[BEGIN Material for this task]

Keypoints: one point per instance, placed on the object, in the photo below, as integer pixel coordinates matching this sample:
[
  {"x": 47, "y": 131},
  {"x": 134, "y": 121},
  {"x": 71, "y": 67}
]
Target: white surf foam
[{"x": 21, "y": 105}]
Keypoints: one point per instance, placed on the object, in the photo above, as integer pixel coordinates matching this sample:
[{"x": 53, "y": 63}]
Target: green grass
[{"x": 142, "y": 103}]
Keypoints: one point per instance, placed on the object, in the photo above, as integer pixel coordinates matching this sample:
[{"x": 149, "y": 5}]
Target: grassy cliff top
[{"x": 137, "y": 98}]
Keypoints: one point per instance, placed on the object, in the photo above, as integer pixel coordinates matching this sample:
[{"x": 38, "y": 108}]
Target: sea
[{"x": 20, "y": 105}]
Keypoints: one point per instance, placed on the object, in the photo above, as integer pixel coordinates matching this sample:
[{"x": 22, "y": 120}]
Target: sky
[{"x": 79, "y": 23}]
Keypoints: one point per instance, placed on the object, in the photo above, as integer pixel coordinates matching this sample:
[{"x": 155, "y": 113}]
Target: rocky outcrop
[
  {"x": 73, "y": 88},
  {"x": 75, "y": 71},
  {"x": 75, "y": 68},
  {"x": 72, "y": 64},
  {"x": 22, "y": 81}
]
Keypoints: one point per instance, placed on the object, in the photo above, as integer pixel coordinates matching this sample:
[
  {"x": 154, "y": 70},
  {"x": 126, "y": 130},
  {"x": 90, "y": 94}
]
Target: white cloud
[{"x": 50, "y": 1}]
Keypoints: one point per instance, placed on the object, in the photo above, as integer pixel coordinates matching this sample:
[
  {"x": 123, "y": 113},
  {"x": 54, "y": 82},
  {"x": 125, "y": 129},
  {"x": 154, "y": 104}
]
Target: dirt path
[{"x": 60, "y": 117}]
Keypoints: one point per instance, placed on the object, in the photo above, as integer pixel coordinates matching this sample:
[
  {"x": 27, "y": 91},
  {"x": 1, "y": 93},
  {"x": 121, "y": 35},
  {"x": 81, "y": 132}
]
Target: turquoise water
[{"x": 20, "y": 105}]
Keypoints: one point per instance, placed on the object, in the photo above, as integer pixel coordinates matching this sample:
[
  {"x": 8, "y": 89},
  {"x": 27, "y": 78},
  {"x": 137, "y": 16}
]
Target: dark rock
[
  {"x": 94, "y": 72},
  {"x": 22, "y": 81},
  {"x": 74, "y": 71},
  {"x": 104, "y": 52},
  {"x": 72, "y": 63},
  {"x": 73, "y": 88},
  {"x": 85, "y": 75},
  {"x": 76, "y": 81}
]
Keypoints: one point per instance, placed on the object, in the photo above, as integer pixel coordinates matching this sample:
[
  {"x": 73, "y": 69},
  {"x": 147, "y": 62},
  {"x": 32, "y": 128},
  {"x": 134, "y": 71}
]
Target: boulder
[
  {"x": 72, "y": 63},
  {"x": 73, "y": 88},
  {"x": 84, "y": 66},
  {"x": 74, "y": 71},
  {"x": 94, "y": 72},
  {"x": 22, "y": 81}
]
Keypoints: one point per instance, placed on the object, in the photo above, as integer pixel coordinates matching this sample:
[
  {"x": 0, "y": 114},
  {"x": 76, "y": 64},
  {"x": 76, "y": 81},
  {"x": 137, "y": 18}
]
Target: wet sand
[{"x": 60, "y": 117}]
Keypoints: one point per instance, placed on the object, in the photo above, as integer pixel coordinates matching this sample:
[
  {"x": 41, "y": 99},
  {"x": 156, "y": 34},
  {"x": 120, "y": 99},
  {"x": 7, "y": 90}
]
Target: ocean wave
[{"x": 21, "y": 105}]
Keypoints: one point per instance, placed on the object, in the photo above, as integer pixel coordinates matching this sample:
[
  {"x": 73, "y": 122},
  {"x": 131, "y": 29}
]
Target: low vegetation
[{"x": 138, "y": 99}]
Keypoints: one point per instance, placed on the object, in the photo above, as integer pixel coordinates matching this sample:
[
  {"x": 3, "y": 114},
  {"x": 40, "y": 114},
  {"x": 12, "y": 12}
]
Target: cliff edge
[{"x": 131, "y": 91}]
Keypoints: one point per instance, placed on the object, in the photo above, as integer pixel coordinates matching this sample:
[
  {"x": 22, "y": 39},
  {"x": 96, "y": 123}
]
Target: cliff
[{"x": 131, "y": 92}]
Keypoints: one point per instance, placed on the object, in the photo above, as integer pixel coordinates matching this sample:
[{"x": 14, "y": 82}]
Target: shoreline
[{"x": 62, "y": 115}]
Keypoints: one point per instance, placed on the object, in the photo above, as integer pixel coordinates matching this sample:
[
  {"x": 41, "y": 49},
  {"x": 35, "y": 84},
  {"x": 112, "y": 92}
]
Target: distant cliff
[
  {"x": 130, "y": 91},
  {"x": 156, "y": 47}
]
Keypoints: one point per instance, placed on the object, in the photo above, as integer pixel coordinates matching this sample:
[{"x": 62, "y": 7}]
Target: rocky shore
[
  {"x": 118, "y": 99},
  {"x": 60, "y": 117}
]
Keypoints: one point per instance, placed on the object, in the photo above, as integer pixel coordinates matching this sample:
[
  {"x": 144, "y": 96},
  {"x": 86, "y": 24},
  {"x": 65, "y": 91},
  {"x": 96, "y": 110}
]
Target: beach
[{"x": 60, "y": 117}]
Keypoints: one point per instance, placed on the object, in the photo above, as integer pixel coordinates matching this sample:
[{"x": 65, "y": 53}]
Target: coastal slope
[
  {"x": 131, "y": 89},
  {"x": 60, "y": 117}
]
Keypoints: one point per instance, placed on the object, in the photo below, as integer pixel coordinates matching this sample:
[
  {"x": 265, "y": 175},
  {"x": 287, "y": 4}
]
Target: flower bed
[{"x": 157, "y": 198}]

[END Material for this task]

- _Exercise prompt_:
Count the lines of the records above that contain the string "rocky", treating uppercase and lowercase as different, and reply with only that number.

- _Problem solution_:
2